▶ _WORK ITEM_
Summarize the passage on service and management in two sentences.

▶ _PAGE EXCERPT_
——

The essence of acquiring and retaining a customer is of course that old fashioned word, Service. Arthur Andersen began this way. Its motto was Think Straight, Talk Straight, and when it strayed from these principles it foundered. Aiming to add value to someone’s life, as opposed to making money from them, is the essence of longevity in business, as well as in personal relationships: we all like the friend who is true and supportive, and eventually shun the one who is self-centred and manipulative.

 With this in mind, therefore, we can begin to change the World. I reckon that sixty years ago, 95% of management was command and control, and 5% was enlightened and engaging. Now that statistic is probably more like 80% command and control, and 20% engagement. Lots has happened in the interim, from the emancipation of women, to leadership research, and even in 2007 the Macleod Report on Employee engagement. A movement, in short, that demands a more bottom-up approach to management.

 But we still haven’t reached the Tipping Point – the point at which the change becomes embedded and irreversible. We need more people to buy into the idea that helping others is the ultimate source of value and that when we do it, paradoxically and counter-intuitively, we help ourselves. Let’s, then, have as a business objective: to change the world and make it better!

——

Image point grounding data
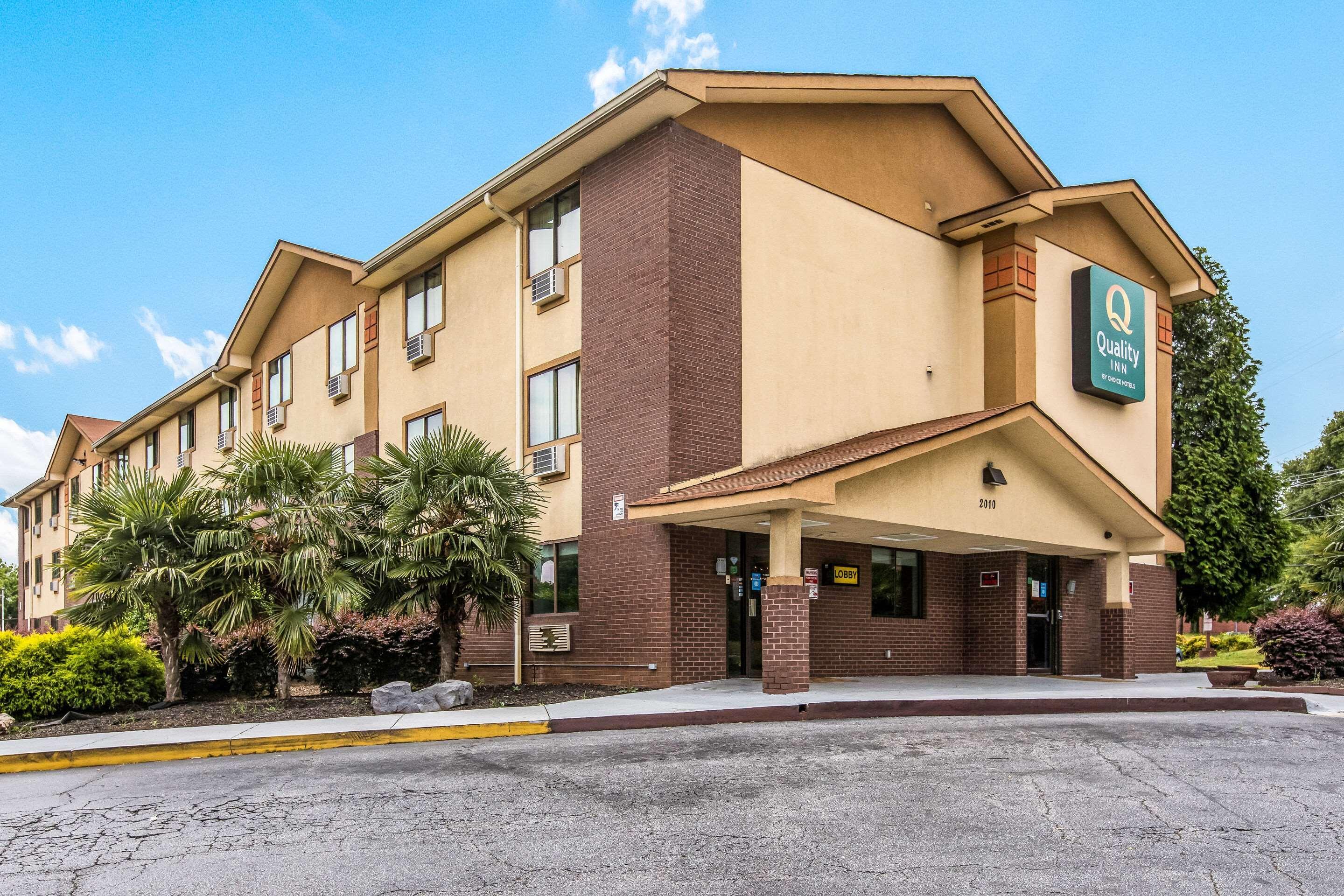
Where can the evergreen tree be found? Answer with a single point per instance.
(1225, 493)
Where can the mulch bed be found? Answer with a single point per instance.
(306, 704)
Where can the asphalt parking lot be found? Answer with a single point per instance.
(1206, 802)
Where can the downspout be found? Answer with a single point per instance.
(518, 398)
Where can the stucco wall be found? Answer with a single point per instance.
(1120, 437)
(843, 311)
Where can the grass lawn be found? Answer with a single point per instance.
(1234, 658)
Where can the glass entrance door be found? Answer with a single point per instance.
(1042, 602)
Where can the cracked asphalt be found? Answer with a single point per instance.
(1224, 804)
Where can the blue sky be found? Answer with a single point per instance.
(154, 152)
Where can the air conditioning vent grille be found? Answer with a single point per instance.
(554, 638)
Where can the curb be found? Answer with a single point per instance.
(792, 713)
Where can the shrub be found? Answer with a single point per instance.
(1233, 641)
(355, 652)
(46, 675)
(1300, 643)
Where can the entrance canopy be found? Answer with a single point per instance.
(928, 487)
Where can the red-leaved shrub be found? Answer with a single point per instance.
(1300, 643)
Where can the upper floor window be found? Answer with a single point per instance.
(228, 409)
(187, 430)
(424, 301)
(897, 583)
(553, 230)
(553, 401)
(422, 426)
(342, 347)
(279, 374)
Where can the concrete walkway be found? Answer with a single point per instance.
(703, 703)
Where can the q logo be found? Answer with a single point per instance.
(1116, 320)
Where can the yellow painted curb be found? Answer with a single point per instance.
(248, 746)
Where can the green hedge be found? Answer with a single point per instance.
(46, 675)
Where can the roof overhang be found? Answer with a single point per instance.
(1127, 203)
(722, 502)
(667, 94)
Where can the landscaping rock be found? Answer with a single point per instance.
(397, 696)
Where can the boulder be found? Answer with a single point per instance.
(397, 696)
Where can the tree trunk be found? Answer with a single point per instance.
(283, 680)
(449, 637)
(170, 638)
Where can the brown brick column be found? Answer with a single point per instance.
(785, 638)
(1117, 658)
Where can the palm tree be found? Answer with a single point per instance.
(280, 554)
(451, 528)
(138, 553)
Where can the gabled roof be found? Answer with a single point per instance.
(1127, 203)
(671, 93)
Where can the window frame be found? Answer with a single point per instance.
(406, 299)
(441, 409)
(553, 201)
(350, 331)
(574, 359)
(189, 420)
(921, 578)
(231, 404)
(287, 378)
(555, 593)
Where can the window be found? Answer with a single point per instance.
(342, 347)
(555, 580)
(553, 230)
(424, 301)
(279, 379)
(553, 399)
(228, 409)
(187, 430)
(897, 583)
(421, 426)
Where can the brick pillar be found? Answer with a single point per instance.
(785, 638)
(1117, 658)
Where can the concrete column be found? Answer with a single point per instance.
(785, 626)
(1117, 621)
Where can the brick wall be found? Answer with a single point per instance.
(996, 618)
(1080, 636)
(1155, 617)
(847, 640)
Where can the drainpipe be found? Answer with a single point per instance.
(518, 398)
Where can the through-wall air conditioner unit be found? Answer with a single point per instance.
(276, 417)
(338, 386)
(420, 348)
(549, 287)
(549, 461)
(549, 638)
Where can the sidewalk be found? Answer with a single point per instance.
(730, 700)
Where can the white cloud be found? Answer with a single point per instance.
(185, 359)
(667, 46)
(23, 459)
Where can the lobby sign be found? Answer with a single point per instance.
(1108, 335)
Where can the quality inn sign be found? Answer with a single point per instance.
(1108, 335)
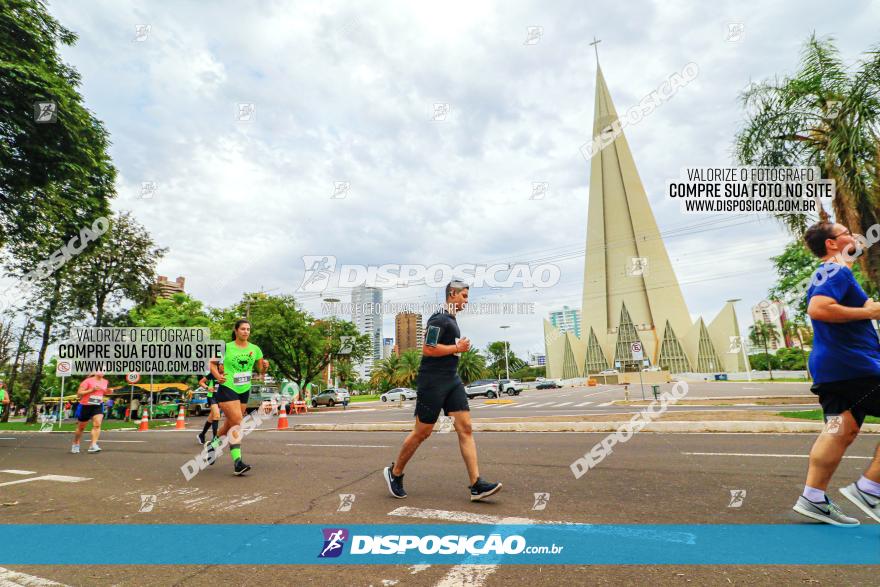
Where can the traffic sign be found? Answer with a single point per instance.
(636, 350)
(63, 368)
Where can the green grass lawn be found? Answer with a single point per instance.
(70, 426)
(817, 415)
(364, 398)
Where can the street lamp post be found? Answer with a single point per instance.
(506, 352)
(330, 361)
(742, 340)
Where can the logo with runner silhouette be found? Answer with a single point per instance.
(334, 541)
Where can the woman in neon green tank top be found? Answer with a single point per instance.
(241, 359)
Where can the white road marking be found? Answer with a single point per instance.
(126, 441)
(746, 454)
(10, 578)
(345, 445)
(468, 517)
(58, 478)
(467, 576)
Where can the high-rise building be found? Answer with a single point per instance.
(772, 313)
(630, 291)
(567, 320)
(409, 332)
(387, 347)
(366, 303)
(165, 288)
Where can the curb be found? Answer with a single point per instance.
(771, 427)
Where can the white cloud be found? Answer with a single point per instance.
(346, 95)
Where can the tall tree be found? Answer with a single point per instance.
(298, 346)
(53, 151)
(764, 334)
(826, 115)
(471, 365)
(796, 264)
(21, 350)
(121, 265)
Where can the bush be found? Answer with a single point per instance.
(759, 362)
(792, 359)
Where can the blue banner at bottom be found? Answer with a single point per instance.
(392, 544)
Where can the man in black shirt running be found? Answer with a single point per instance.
(440, 388)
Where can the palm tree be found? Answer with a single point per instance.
(408, 368)
(828, 117)
(763, 334)
(471, 365)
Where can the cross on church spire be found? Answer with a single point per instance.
(595, 45)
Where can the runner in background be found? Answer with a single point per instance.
(4, 398)
(91, 408)
(239, 361)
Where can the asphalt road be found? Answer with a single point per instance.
(576, 401)
(299, 476)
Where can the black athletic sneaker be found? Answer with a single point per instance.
(240, 468)
(210, 452)
(482, 489)
(394, 482)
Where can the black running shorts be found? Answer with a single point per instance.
(859, 396)
(444, 393)
(87, 412)
(224, 394)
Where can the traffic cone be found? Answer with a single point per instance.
(145, 422)
(181, 419)
(282, 418)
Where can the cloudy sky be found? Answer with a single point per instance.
(341, 93)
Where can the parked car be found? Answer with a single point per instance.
(487, 387)
(512, 386)
(263, 396)
(165, 405)
(330, 397)
(398, 394)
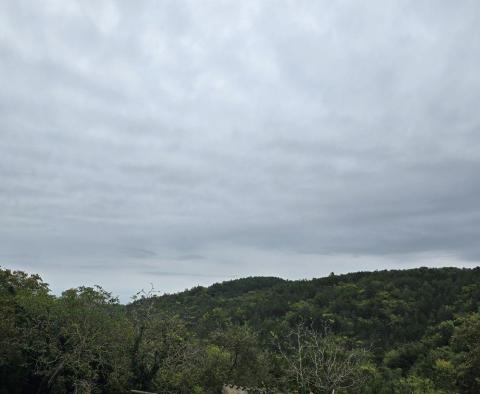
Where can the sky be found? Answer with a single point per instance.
(182, 143)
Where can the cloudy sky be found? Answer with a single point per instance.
(184, 143)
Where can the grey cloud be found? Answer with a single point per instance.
(143, 138)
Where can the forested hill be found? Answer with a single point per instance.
(386, 332)
(385, 307)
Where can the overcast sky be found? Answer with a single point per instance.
(185, 143)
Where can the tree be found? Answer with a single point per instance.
(319, 362)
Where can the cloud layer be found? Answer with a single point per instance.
(181, 142)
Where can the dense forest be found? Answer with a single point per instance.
(405, 331)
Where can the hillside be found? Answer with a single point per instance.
(402, 331)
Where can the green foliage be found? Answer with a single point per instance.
(412, 331)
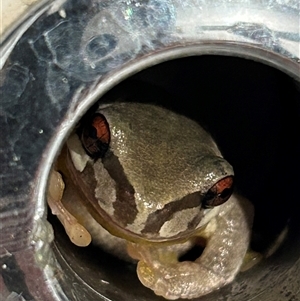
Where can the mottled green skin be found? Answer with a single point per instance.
(162, 160)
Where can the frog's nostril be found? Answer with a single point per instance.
(219, 193)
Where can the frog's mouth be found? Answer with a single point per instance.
(115, 227)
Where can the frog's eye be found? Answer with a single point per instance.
(95, 136)
(219, 193)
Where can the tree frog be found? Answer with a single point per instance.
(149, 185)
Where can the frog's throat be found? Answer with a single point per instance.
(67, 166)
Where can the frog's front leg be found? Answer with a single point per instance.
(76, 232)
(218, 264)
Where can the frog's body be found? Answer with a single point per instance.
(158, 181)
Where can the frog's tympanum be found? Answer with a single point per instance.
(149, 185)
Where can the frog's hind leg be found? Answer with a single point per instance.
(76, 232)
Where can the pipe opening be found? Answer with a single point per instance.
(252, 111)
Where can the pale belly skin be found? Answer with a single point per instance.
(225, 229)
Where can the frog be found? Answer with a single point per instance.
(148, 185)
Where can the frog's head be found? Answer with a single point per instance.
(148, 173)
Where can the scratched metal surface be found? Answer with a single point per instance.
(64, 56)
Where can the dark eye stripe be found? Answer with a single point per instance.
(125, 210)
(157, 219)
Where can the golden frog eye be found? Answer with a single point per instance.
(95, 136)
(219, 193)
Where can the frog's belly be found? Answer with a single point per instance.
(101, 237)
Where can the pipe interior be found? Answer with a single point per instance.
(252, 111)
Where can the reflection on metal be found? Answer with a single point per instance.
(66, 55)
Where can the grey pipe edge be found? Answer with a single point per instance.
(46, 89)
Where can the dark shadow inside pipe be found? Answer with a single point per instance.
(252, 110)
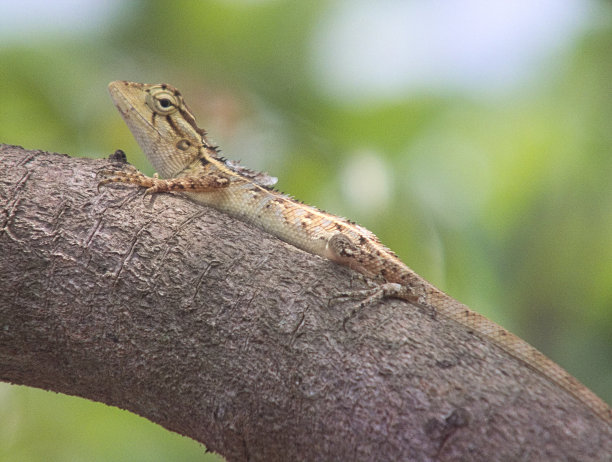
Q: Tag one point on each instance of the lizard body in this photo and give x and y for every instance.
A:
(166, 130)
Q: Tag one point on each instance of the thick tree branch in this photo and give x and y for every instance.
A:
(220, 332)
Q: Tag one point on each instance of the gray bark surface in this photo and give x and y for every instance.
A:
(220, 332)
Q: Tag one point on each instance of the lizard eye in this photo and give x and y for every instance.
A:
(162, 101)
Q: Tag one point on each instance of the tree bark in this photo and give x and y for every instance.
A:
(220, 332)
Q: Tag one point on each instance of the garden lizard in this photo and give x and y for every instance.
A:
(179, 150)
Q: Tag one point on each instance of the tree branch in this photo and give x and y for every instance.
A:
(222, 333)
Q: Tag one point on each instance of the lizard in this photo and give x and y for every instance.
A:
(166, 130)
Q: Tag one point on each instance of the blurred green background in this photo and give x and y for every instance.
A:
(474, 138)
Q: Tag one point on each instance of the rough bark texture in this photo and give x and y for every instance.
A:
(220, 332)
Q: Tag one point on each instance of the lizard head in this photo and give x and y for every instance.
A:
(161, 122)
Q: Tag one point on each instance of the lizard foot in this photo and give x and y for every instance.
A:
(376, 294)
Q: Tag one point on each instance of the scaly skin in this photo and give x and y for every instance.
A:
(167, 132)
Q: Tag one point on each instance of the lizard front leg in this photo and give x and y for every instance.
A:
(205, 183)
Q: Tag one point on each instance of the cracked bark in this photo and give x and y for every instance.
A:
(215, 330)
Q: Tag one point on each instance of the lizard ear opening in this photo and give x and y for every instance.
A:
(183, 144)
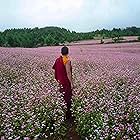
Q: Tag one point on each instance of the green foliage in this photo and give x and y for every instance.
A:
(55, 36)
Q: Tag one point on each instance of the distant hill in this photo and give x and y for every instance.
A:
(49, 36)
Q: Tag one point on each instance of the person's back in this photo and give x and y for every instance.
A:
(63, 75)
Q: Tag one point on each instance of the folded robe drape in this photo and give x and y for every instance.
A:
(61, 77)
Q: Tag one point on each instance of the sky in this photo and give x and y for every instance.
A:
(75, 15)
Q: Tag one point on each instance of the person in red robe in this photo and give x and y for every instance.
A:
(63, 75)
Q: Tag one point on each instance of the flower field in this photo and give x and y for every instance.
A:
(106, 97)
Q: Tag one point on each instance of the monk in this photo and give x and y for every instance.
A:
(63, 75)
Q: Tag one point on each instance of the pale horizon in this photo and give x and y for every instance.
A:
(79, 15)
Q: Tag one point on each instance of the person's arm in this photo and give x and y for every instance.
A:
(69, 74)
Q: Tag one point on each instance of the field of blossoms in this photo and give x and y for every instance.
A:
(106, 97)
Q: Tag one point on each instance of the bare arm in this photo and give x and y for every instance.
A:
(69, 74)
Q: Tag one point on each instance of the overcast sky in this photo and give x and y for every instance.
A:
(77, 15)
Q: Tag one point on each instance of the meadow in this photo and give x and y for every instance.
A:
(106, 97)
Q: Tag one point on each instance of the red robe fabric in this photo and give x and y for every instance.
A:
(61, 77)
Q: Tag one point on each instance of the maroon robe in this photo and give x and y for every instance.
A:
(62, 79)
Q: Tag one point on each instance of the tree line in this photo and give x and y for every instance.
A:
(36, 37)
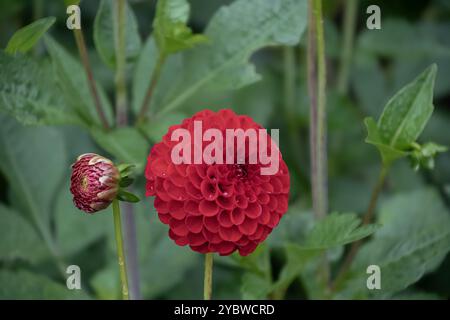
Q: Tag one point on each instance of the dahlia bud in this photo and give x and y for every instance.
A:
(94, 182)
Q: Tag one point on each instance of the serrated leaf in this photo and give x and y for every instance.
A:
(388, 154)
(408, 111)
(337, 229)
(234, 34)
(170, 30)
(297, 257)
(404, 118)
(27, 285)
(74, 86)
(28, 92)
(19, 238)
(104, 33)
(25, 38)
(125, 144)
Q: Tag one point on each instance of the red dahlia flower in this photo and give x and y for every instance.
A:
(216, 207)
(94, 182)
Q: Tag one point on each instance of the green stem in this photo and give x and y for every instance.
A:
(151, 88)
(120, 250)
(351, 7)
(317, 86)
(207, 288)
(81, 44)
(120, 80)
(368, 217)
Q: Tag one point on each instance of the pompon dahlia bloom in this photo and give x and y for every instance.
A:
(94, 182)
(216, 207)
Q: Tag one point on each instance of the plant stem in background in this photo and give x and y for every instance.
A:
(317, 84)
(131, 250)
(122, 120)
(351, 7)
(318, 141)
(79, 39)
(120, 251)
(289, 84)
(154, 80)
(207, 288)
(120, 80)
(368, 217)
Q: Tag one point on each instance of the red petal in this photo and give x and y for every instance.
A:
(208, 208)
(194, 223)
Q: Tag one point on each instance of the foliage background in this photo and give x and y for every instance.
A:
(35, 160)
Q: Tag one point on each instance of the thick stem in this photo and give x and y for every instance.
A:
(120, 251)
(351, 7)
(122, 120)
(207, 288)
(79, 39)
(317, 86)
(120, 79)
(151, 88)
(131, 250)
(368, 217)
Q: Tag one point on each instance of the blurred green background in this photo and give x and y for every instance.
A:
(414, 34)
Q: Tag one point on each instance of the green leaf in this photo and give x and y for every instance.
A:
(255, 286)
(404, 117)
(19, 238)
(297, 257)
(423, 156)
(126, 144)
(27, 285)
(104, 33)
(413, 241)
(126, 182)
(170, 29)
(74, 86)
(26, 38)
(234, 34)
(33, 160)
(337, 229)
(388, 153)
(28, 92)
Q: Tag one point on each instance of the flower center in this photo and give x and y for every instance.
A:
(240, 171)
(84, 183)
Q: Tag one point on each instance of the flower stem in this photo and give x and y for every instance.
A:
(318, 132)
(368, 217)
(151, 88)
(120, 251)
(207, 289)
(351, 7)
(120, 81)
(122, 120)
(317, 85)
(81, 44)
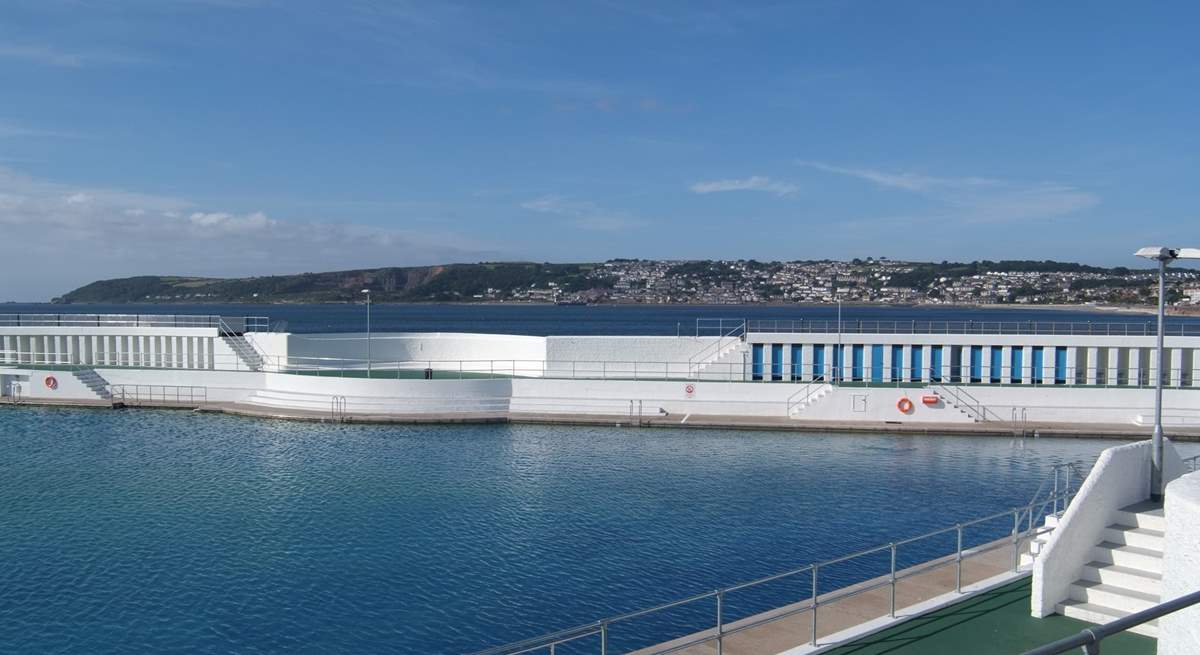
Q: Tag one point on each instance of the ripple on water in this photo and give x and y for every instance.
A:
(148, 530)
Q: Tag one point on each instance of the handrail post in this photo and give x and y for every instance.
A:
(892, 612)
(814, 641)
(958, 559)
(1017, 541)
(720, 625)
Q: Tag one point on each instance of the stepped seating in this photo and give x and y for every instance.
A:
(804, 402)
(1126, 571)
(726, 364)
(93, 380)
(371, 404)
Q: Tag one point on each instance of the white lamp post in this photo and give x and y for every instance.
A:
(369, 330)
(1164, 257)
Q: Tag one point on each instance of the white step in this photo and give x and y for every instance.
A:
(1132, 557)
(1143, 515)
(1123, 576)
(1131, 535)
(1108, 595)
(1099, 614)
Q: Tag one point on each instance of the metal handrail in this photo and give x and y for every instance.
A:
(1090, 640)
(715, 349)
(131, 394)
(250, 324)
(804, 394)
(969, 328)
(550, 641)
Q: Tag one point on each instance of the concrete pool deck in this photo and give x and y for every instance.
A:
(715, 421)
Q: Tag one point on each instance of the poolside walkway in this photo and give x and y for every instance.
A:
(993, 623)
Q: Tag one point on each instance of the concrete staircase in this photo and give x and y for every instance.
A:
(327, 403)
(93, 380)
(245, 350)
(807, 397)
(1126, 571)
(1038, 542)
(727, 364)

——

▶ _TASK RESPONSE_
Service, meaning the aim of adding value to people's lives rather than making money from them, is the essence of winning and keeping customers and of longevity in business. Management has moved from mostly command and control toward more engagement, but the change has not yet reached its tipping point, so more people need to accept that helping others is the ultimate source of value.